» Ações necessárias:
A. Filtre os registos e copie todas as linhas que contêm a palavra "positive", tendo em conta maiúsculas e minúsculas.
B. Prossiga a entrevista a Correia de Campos sobre o salário mínimo e a concertação social a partir do ponto em que termina.

» Excerto da página:
• Entrevista por:
  • Cristina Oliveira da Silva e Paula Nunes

Correia de Campos: “Cedo ou tarde vamos ter que rever as taxas do IRC”

O presidente do Conselho Económico e Social (CES) afirma, em entrevista ao ECO, que as taxas de IRC terão de ser alteradas, mas não limita essa possibilidade a esta legislatura.

O presidente do CES acredita que, se os riscos para a economia se concretizarem, o Governo deve rever a meta do aumento do salário mínimo para 2018. Mas acrescenta que as perspetivas de sustentabilidade “são muito boas neste momento”.

O programa do Governo aponta para mexidas na lei laboral, nomeadamente a eliminação do banco de horas individual e restrições nos contratos a prazo. Quando devia ser aberto este dossier? Para António Correia de Campos, a economia devia “avançar algum tempo mais”, para depois “ver se esses temas ainda mantêm atualidade”.

Sobre a polémica da transferência de dinheiro para offshores sem controlo do fisco, Correia de Campos diz que “não é o problema fiscal que está em causa” mas sim o de saber se “alguém aproveitou de informação privilegiada sobre a resolução” de “um determinado banco”.

Enquanto presidente do CES, foi confrontado com a discussão do salário mínimo e consequente alteração na TSU. Acha que o Governo está mais preocupado em agradar aos parceiros políticos que o suportam do que em negociar com os parceiros sociais?

A questão do salário mínimo é, de certa forma, do ponto de vista económico, uma falsa questão. Havia o medo de que o salário mínimo pudesse trazer problemas à competitividade; não trouxe. Havia medo que não fizesse baixar o desemprego como se esperava, o desemprego baixou. Acabou por não ter nenhum desses efeitos que se anunciavam como negativos.

Mas como veio um valor fechado para a concertação social, não há uma predileção do Governo em agradar aos parceiros que o suportam no Parlamento do que em negociar com os parceiros?

É um dado de situação. O Governo foi constituído com essa condição.

Não menoriza os parceiros e o papel que sempre tiveram neste tipo de discussão?

Há tantas outras áreas onde a concertação se desenvolve… a área das condições de trabalho, da segurança do trabalho, da precariedade, do emprego jovem… tantas outras matérias onde se desenvolvem as relações laborais que reduzir tudo ao salário mínimo é uma visão economicista que durante muitos anos foi muito importante — porque os salários médios nacionais eram tão baixos que realmente a prioridade número um do movimento sindical era garantir que os salários tinham um mínimo decente… não sei se isso se conseguiu, provavelmente muitos dirão que não, mas a verdade é que há muitos outros temas das relações laborais que não se circunscrevem ao salário mínimo.

» Registos de dados:

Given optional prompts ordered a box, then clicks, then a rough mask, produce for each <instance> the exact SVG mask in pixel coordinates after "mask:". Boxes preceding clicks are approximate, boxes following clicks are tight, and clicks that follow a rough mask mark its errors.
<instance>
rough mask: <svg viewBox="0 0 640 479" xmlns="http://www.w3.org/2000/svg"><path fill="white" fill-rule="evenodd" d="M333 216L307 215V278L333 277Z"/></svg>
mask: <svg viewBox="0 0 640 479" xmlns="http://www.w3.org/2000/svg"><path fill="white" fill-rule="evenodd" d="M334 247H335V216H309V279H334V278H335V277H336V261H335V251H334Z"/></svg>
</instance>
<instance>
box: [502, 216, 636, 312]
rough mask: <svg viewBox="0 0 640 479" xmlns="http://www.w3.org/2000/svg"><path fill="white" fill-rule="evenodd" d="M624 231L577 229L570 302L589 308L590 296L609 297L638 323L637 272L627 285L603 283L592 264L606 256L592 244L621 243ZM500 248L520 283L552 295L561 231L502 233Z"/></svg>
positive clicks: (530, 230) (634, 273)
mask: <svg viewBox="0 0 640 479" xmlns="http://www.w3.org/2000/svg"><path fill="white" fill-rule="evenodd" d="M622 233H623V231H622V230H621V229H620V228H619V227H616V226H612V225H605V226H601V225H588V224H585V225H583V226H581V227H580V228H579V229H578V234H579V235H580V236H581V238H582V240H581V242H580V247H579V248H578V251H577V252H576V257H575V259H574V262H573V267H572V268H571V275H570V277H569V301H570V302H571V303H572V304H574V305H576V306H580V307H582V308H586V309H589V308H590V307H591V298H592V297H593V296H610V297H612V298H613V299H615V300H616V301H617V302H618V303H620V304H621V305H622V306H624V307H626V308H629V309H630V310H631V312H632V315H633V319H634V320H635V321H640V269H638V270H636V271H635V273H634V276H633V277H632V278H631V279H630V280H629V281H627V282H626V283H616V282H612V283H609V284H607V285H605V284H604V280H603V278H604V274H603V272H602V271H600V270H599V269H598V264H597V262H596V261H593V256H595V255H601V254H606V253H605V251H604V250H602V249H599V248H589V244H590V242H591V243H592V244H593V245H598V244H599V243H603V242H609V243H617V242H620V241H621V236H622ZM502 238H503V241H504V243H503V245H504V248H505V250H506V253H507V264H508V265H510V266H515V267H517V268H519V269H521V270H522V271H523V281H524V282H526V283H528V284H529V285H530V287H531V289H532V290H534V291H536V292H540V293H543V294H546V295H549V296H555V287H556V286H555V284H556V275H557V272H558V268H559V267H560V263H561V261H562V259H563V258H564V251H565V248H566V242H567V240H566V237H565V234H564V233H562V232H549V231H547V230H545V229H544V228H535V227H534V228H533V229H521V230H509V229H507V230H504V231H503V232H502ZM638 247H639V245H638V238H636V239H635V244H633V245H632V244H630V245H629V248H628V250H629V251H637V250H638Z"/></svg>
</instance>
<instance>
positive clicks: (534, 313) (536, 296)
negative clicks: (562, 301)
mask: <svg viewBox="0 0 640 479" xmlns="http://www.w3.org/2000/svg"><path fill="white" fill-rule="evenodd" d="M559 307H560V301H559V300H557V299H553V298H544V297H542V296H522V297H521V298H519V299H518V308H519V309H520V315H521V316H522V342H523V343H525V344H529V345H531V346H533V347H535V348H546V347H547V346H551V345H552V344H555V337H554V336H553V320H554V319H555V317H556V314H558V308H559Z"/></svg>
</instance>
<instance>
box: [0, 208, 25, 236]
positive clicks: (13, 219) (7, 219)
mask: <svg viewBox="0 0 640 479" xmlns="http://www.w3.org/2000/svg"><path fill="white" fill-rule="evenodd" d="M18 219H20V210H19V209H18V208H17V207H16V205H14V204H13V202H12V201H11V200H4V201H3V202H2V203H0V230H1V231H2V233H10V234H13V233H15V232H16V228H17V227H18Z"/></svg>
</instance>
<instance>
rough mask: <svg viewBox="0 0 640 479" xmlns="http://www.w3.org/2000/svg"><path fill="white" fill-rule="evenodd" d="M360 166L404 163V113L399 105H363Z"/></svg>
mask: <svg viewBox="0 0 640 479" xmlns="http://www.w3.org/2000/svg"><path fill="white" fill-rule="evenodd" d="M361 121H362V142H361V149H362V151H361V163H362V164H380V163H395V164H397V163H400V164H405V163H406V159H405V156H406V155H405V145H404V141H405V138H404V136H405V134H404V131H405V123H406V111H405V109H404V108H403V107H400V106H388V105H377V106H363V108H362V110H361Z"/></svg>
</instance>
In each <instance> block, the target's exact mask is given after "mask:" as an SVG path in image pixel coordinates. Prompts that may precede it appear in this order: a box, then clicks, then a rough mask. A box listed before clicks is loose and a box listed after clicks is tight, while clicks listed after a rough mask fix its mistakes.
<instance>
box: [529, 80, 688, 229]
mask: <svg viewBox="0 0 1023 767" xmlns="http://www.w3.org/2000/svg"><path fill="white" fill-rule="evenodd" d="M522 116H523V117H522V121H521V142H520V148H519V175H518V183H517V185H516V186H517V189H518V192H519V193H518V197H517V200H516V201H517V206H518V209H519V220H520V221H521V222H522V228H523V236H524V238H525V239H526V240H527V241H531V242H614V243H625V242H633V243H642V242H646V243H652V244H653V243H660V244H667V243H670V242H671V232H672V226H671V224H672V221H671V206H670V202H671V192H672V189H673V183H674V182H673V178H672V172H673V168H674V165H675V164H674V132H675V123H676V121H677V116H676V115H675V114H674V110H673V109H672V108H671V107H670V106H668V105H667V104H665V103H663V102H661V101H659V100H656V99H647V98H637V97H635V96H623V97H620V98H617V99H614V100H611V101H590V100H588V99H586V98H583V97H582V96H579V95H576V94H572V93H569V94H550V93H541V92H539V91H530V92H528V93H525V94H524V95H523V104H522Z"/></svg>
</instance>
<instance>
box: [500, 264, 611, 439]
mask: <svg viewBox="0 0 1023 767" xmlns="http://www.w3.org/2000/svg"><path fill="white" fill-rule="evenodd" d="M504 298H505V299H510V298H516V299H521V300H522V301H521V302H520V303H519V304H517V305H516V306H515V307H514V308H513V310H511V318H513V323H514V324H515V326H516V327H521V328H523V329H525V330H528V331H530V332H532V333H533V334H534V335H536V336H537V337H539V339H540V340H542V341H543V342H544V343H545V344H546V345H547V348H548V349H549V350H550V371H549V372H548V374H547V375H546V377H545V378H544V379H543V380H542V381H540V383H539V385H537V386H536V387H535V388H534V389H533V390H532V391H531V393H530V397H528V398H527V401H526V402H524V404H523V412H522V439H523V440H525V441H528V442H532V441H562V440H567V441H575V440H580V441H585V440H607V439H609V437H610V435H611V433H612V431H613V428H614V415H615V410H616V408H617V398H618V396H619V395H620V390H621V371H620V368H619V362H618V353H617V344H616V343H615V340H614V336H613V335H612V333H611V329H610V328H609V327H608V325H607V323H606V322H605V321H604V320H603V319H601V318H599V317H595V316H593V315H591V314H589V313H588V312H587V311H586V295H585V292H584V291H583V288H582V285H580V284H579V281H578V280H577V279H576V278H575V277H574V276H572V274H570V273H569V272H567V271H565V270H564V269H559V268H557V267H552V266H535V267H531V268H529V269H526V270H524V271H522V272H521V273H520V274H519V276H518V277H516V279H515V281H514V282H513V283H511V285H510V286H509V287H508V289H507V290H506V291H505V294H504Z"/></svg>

» Respostas às tarefas:
A.
positive clicks: (530, 230) (634, 273)
positive clicks: (534, 313) (536, 296)
positive clicks: (13, 219) (7, 219)

B.
Quando o salário mínimo voltar à concertação social no final do ano, para se discutirem os 580 euros de 2018, acha que não haverá já a discussão intensa que houve este ano?

Depende da economia. No momento em que se iniciou esta discussão, não se sabia como tinha absolutamente corrido a economia no ano de 2016. Hoje estamos numa situação mais confortável, sabemos que o desemprego baixou consideravelmente, está em 10,2%, que o último trimestre foi muito bom e que houve criação líquida de empregos, quase 100 mil. Quando se começou essa negociação, em outubro ou novembro, ninguém podia garantir que isto era assim, antes pelo contrário: as oposições afirmavam que a situação era muito má e que ainda havia riscos de pesado descarrilamento económico. E também as instituições internacionais e até as instituições independentes, o Conselho das Finanças Públicas e a UTAO. Hoje a situação é diferente. Vamos ver o que acontece este ano.

As indicações do que vai acontecer este ano do ponto de vista económico e de emprego são até agora muito positivas. Há muitos riscos ainda à nossa frente. O principal talvez será o risco das taxas de juro da dívida soberana, porque para continuarmos a funcionar precisamos de continuar a pedir dinheiro emprestado para pagar dívida. Não haverá problema se tivermos saldo primário positivo, mas a questão dos juros é muito importante e não dependem de nós. Dependem dos financiadores externos e da perceção que os países terão dos riscos, e do efeito desagradável que a inflação possa ter no percurso económico. Estamos sempre no mundo das perceções.

Cedo ou tarde vamos ter que rever as taxas do IRC.

António Correia de Campos

Presidente do CES

Apesar dos riscos, há um programa do Governo que fala em 580 euros. Era prematuro inscrever a meta sem conhecer as indicações de que fala?

O julgamento de prematuridade tem a ver com os compromissos. O Governo comprometeu-se a isso.

Mas é um valor comportável para a economia?

Quando fiz esta digressão sobre a economia era para dizer que tudo depende do que acontecer. Se, como se espera, o desempenho for positivo, apesar dos riscos que apontei, nomeadamente em relação aos juros da dívida soberana; se a economia se desenvolver como se espera, penso que não haverá os mesmos problemas que houve este ano.

Se os riscos se concretizassem, acha que o Governo devia rever essa meta com os parceiros?

Com certeza. Isso toda a gente sabe, que se as taxas de juro da dívida soberana subirem muito, se for cada vez mais difícil recorrer a empréstimos externos, se a economia tiver riscos de paralisia, se o défice correr riscos de não se manter nos níveis a que se chegou este ano, e já não digo atingir o 1,6 que está previsto, nessa altura tudo muda.

É então uma meta que pode ser revista? Apesar de estar inscrita no programa…

É uma meta que está inscrita no programa e que, naturalmente, a evidência económica veio sustentar. Tudo depende da sustentabilidade da evidência económica deste ano. As perspetivas de sustentabilidade são muito boas neste momento.

Acha que o PEC que o Governo ofereceu em troca da TSU que caiu vai ser suficiente para os patrões aceitarem os 580 euros?

É possível pensar — não defendo isto — mas é possível pensar em medidas seletivas. Porque o efeito do salário mínimo nas empresas não é o mesmo em todas as atividades económicas. Acho que as medidas vão ser cada vez mais seletivas nos próximos anos. Porque a economia não pode nesta matéria ser tratada como um todo.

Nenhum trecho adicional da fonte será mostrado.